Zijn stem zelve, de veelgeroemde, die hij zoo zeldzaam beheerschte en waaruit zoo'n doordringende betoovering lokte, heeft hij haar niet met moeite en lang geduld vervormd tot een echo van la voix d'or van Sarah Bernhardt?
Een rol spelen, een masker voorbinden, zich in het costuum van een ander onkenbaar maken, Oscar Wilde heeft het zich zoo lang aangewend en zoo makkelijk gaat het hem af, dat hij aan 't eind haast niet anders meer kàn. Wanneer men, om iets van zijn eigen echte wezen te benaderen, gaat speuren in zijn verzen of zijn tooneelspelen, in Dorian Gray of in a House of Pomegranates, in The Soul of Man of Intentions, dan stuit men overal op gesloten deuren, of voelt zich gevangen in een net van verlammende innerlijke tegenspraak.
Zijn korte tijdschriftartikelen kunnen hierbij buiten beschouwing blijven, over het wezen van den schrijver zullen zij weinig licht doen opgaan. Ze zijn niet veel beter of slechter gesteld dan die van menig ander, en de meeste maakte hij waarschijnlijk niet voor zijn plezier. Alleen getuigen zij bijna doorgaand van een remmend gezond verstand, dat velen moet hebben verrast bij den dichter dien een deel van het publiek - steeds vervuld met éen van zijn poses, door prentjes van Punch en Sullivan's bekende operette Patience bestendigd, - zich vagelijk voorstelde als ten allen tijde rondwandelend in een kniebroek en een fluweelen overkleed van heel bizonderen snit, met lang-gegolfde lokken en tusschen zijn vingers een zonnebloem waarnaar hij smachtend staarde.
In werkelijkheid is er maar een heel korte poos in Wilde's leven geweest dat hij bij een dergelijke maskerade heil zocht, - zelf kenschetst hij die later als ‘de Oscar Wilde van de eerste periode’, en voor zijn dertigste jaar had hij er mee afgedaan.

Gegevens
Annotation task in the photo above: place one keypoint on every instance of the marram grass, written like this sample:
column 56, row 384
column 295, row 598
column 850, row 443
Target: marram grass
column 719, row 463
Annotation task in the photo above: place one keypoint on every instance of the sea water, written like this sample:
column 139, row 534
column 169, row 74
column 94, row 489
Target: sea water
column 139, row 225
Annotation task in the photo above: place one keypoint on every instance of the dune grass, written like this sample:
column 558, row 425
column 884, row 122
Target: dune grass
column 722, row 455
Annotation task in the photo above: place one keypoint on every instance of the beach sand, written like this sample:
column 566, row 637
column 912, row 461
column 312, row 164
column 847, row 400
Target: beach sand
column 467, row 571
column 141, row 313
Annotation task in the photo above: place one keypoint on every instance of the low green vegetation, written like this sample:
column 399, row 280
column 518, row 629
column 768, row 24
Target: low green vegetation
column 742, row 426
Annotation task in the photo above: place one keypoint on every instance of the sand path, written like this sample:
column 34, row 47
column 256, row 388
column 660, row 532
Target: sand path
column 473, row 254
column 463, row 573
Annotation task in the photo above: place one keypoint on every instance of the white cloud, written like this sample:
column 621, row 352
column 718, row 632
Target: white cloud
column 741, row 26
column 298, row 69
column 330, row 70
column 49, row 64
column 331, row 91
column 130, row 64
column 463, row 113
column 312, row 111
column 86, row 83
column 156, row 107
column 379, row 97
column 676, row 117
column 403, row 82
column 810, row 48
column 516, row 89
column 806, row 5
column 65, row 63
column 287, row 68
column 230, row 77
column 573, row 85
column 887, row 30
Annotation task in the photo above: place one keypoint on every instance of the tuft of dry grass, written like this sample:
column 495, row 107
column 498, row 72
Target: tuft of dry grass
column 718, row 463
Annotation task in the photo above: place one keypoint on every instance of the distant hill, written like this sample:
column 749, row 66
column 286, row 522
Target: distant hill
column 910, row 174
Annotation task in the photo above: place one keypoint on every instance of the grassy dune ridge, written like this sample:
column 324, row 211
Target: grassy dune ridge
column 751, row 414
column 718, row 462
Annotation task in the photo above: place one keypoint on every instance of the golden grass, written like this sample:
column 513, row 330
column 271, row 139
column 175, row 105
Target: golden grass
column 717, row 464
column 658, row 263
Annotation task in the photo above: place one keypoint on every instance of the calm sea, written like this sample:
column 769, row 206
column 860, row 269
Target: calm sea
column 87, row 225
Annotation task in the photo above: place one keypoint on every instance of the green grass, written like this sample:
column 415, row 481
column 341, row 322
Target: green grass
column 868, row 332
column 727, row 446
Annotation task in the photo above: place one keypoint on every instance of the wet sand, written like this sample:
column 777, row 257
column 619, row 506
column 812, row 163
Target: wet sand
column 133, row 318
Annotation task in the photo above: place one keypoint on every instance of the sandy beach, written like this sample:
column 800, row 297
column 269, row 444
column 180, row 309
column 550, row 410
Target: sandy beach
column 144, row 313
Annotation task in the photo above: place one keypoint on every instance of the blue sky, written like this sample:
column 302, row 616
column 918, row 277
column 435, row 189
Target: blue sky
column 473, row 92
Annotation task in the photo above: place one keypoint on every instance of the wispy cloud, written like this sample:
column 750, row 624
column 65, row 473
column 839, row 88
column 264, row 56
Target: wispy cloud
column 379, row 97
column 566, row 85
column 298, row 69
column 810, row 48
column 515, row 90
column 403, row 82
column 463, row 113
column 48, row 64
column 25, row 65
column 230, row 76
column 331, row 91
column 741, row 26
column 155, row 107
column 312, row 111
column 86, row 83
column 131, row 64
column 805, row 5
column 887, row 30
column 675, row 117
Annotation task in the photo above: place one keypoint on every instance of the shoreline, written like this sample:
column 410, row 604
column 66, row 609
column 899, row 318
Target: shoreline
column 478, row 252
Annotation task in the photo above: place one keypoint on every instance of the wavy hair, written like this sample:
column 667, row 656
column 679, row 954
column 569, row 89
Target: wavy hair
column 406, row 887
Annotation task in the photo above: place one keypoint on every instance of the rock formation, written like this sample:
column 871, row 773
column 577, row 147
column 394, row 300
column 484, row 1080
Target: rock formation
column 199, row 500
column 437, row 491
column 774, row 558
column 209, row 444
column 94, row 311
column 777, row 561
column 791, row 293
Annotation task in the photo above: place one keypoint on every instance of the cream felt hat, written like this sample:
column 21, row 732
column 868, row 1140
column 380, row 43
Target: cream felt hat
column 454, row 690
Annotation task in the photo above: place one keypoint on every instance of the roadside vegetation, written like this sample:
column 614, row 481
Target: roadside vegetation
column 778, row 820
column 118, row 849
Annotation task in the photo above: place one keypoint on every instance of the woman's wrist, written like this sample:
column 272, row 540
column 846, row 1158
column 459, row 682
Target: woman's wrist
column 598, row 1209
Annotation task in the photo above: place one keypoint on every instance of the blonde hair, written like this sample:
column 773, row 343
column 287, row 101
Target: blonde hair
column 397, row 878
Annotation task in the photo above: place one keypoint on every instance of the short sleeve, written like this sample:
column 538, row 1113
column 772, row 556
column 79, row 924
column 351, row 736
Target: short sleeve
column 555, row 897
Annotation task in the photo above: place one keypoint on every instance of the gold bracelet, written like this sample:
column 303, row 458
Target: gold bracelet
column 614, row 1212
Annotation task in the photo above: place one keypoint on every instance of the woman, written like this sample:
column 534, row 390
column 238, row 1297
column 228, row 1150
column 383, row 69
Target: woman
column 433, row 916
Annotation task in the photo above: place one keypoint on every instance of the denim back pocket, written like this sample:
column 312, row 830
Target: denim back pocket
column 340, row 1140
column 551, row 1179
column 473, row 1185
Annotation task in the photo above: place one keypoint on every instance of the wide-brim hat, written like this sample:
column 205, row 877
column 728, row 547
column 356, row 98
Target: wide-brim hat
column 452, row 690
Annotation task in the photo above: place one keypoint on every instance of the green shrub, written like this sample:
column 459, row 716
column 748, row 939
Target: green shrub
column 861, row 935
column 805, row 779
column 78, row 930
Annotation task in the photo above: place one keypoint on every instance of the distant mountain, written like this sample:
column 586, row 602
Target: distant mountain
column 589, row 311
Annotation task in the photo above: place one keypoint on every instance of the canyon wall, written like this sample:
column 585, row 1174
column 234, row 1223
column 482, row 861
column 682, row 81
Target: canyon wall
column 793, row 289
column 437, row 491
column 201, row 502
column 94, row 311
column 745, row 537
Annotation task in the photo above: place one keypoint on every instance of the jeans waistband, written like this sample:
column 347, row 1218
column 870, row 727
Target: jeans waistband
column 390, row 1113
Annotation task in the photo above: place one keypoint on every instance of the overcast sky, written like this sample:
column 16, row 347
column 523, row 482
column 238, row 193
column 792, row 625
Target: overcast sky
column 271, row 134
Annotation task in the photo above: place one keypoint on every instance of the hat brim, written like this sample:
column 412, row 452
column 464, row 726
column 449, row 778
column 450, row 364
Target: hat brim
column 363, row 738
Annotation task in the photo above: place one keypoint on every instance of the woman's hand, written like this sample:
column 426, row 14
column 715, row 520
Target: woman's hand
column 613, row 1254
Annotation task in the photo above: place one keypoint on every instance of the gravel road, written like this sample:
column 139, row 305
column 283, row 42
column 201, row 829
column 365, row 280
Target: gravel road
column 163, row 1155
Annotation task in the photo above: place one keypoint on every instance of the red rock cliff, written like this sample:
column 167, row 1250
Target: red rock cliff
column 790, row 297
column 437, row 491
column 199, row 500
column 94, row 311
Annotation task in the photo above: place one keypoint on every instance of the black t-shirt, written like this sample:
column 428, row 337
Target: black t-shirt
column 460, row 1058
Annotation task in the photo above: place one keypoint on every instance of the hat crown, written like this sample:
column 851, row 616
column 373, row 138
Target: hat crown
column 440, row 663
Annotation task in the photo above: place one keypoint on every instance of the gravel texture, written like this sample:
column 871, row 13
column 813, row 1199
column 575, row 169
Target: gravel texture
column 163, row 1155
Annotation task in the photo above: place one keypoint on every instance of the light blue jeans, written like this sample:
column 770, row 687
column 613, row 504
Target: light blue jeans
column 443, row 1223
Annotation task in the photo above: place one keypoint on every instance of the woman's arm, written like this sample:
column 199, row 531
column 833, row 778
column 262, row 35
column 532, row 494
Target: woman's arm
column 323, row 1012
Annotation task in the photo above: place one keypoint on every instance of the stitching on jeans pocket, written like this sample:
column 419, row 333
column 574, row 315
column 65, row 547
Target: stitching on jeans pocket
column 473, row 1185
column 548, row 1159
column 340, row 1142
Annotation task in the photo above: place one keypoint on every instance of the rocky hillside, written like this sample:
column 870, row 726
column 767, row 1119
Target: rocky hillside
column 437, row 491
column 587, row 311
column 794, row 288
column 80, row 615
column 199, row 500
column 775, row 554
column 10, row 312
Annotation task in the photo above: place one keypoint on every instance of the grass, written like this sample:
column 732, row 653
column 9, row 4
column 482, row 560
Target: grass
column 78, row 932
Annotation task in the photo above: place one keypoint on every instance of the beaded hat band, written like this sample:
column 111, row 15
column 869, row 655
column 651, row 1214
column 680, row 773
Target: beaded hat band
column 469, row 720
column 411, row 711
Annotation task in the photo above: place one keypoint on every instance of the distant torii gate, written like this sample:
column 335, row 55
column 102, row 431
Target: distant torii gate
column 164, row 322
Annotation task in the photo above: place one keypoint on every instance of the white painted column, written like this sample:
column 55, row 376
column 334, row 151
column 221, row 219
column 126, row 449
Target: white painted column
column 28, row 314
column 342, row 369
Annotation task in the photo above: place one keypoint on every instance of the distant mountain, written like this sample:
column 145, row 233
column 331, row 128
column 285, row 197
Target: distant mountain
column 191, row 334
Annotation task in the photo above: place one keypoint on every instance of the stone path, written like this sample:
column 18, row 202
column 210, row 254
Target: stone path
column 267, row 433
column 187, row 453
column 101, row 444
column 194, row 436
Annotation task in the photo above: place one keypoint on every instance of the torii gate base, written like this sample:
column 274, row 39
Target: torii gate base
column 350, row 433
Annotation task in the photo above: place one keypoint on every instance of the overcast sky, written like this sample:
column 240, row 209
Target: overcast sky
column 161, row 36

Opgave
Noem alle werken van Oscar Wilde die in het tekstfragment over Wilde met hun titel worden genoemd.

Volledige uitwerking
Dorian Gray
a House of Pomegranates
The Soul of Man
Intentions